## DOCUMENT SEGMENT

Q. was suddenly serious. “That’s right,”
he nodded. “Because sometimes they
aren’t so healthy, are they? Or they’re
not “normal,” he wiggled quotation marks in the air, “and you love them
anyway.”
And yet, while I cherished two
quiet days in the hospital with our little Eli, so fearfully and wonderfully
made, I was treated to some interesting remarks from several capable yet tactless
members of the hospital staff.
“Your
fifth? How old are you?!”
“How
do you afford all those kids? They’re so
expensive!”
“Number
five!? This is it, right?”
“Are
you going to get your tubes tied now?”
But
there was one nurse-in-training who came in to weigh Eli when he was 24 hours
old. She and talked about the precious
gift of life, and of its Author. She mentioned
her time spent in the birthing center at nearby Boulder Community Hospital,
where an abortion clinic stands across the street. The doctor there specializes in
third-trimester abortions and has received several awards for his contributions
to and defense of “reproductive freedom.”
He’s lauded in Boulder, a community in which citizens will hold vigils
for trees that are soon to be felled.

## EXCERPTED DATA
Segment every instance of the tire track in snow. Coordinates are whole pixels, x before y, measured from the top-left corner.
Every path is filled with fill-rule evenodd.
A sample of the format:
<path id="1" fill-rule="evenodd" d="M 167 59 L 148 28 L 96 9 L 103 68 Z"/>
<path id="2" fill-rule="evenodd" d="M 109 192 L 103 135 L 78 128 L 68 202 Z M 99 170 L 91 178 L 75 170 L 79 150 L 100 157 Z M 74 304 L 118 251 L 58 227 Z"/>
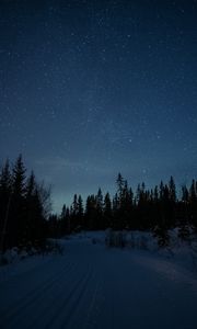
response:
<path id="1" fill-rule="evenodd" d="M 86 273 L 86 271 L 85 271 Z M 58 308 L 56 308 L 54 310 L 53 317 L 49 318 L 48 322 L 43 327 L 45 329 L 49 329 L 49 328 L 67 328 L 67 326 L 69 325 L 69 321 L 71 320 L 76 308 L 79 304 L 79 302 L 81 300 L 81 298 L 83 297 L 90 279 L 92 276 L 92 266 L 89 268 L 88 273 L 85 274 L 85 276 L 83 276 L 84 273 L 81 274 L 80 279 L 77 281 L 77 283 L 74 284 L 74 286 L 70 290 L 69 294 L 66 296 L 66 298 L 60 303 L 60 305 L 58 305 Z M 72 303 L 71 303 L 71 299 Z M 58 326 L 56 325 L 56 322 L 58 322 L 59 320 L 59 316 L 61 316 L 63 314 L 63 310 L 67 311 L 67 306 L 68 306 L 68 315 L 66 318 L 63 318 L 63 321 Z M 48 308 L 47 308 L 48 310 Z M 54 326 L 54 327 L 53 327 Z M 33 327 L 35 328 L 35 327 Z"/>
<path id="2" fill-rule="evenodd" d="M 34 287 L 34 290 L 32 290 L 32 293 L 28 292 L 25 298 L 23 298 L 18 305 L 13 305 L 13 308 L 11 308 L 11 310 L 9 309 L 7 314 L 4 314 L 5 310 L 3 310 L 3 313 L 0 314 L 1 321 L 7 324 L 7 328 L 9 328 L 10 326 L 13 326 L 14 328 L 14 325 L 20 321 L 20 318 L 23 316 L 23 313 L 25 313 L 27 308 L 31 308 L 38 300 L 40 303 L 40 300 L 45 298 L 45 293 L 51 288 L 54 290 L 59 279 L 65 273 L 69 275 L 76 266 L 77 264 L 73 262 L 69 262 L 69 264 L 66 263 L 66 265 L 61 269 L 60 272 L 58 272 L 57 275 L 51 276 L 51 279 L 49 279 L 44 285 L 42 282 L 42 284 Z"/>

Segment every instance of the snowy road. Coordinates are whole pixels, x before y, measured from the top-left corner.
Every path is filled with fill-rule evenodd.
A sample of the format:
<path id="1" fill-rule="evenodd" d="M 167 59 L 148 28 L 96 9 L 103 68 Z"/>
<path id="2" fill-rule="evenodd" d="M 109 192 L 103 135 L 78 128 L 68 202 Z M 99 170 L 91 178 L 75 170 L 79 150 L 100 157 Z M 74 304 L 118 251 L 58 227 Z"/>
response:
<path id="1" fill-rule="evenodd" d="M 196 329 L 197 280 L 155 256 L 66 241 L 0 271 L 0 328 Z"/>

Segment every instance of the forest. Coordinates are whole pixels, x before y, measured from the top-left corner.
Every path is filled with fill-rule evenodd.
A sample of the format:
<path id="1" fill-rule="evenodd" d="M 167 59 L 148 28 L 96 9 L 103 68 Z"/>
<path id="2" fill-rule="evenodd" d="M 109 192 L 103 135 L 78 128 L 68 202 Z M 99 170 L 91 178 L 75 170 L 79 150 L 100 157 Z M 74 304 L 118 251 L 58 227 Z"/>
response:
<path id="1" fill-rule="evenodd" d="M 34 172 L 26 174 L 22 155 L 11 166 L 7 160 L 0 172 L 1 251 L 24 246 L 44 248 L 47 238 L 60 238 L 80 230 L 147 230 L 167 246 L 169 231 L 178 229 L 181 240 L 197 235 L 197 181 L 177 191 L 174 178 L 153 189 L 144 183 L 132 188 L 118 173 L 116 193 L 103 195 L 101 188 L 83 202 L 74 194 L 60 215 L 51 213 L 50 188 L 37 182 Z"/>

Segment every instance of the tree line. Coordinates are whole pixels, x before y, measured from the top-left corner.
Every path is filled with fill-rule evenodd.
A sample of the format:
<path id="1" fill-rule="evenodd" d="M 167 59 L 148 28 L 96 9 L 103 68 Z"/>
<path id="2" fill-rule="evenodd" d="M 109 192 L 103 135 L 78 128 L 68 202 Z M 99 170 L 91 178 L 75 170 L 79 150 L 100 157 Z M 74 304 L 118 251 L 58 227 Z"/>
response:
<path id="1" fill-rule="evenodd" d="M 0 249 L 13 246 L 43 246 L 47 237 L 61 237 L 84 230 L 151 230 L 159 243 L 166 245 L 169 230 L 188 240 L 197 234 L 197 181 L 177 191 L 173 177 L 153 189 L 138 184 L 134 192 L 118 173 L 116 193 L 103 195 L 99 189 L 83 202 L 74 194 L 71 206 L 63 204 L 60 215 L 51 214 L 50 190 L 38 183 L 20 155 L 11 167 L 0 171 Z"/>
<path id="2" fill-rule="evenodd" d="M 20 155 L 15 163 L 7 160 L 0 172 L 1 251 L 11 247 L 42 247 L 47 237 L 50 191 L 38 183 Z"/>
<path id="3" fill-rule="evenodd" d="M 167 183 L 163 181 L 153 189 L 144 183 L 138 184 L 136 193 L 127 180 L 118 173 L 117 192 L 111 197 L 103 195 L 99 189 L 96 194 L 86 197 L 74 194 L 70 207 L 65 204 L 60 216 L 49 217 L 49 228 L 56 236 L 70 234 L 79 229 L 103 230 L 151 230 L 159 238 L 160 245 L 167 243 L 170 229 L 178 227 L 181 239 L 189 239 L 192 232 L 197 234 L 197 181 L 189 188 L 183 185 L 177 192 L 173 177 Z M 179 197 L 178 197 L 179 195 Z"/>

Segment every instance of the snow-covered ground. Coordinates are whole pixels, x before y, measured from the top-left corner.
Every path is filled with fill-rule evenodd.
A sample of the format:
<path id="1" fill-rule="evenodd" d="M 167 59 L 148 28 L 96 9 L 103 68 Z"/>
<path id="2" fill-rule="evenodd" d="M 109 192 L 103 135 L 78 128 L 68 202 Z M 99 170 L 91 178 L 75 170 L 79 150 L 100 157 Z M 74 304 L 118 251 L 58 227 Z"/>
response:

## PROBLEM 1
Reproduce the part of the hospital story starting with "And yet, while" and going on through "the hospital staff.".
## PROBLEM 2
In the hospital story, how old was Eli when the nurse-in-training came in to weigh him?

## TASK RESULT 1
And yet, while I cherished two
quiet days in the hospital with our little Eli, so fearfully and wonderfully
made, I was treated to some interesting remarks from several capable yet tactless
members of the hospital staff.

## TASK RESULT 2
He was 24 hours old.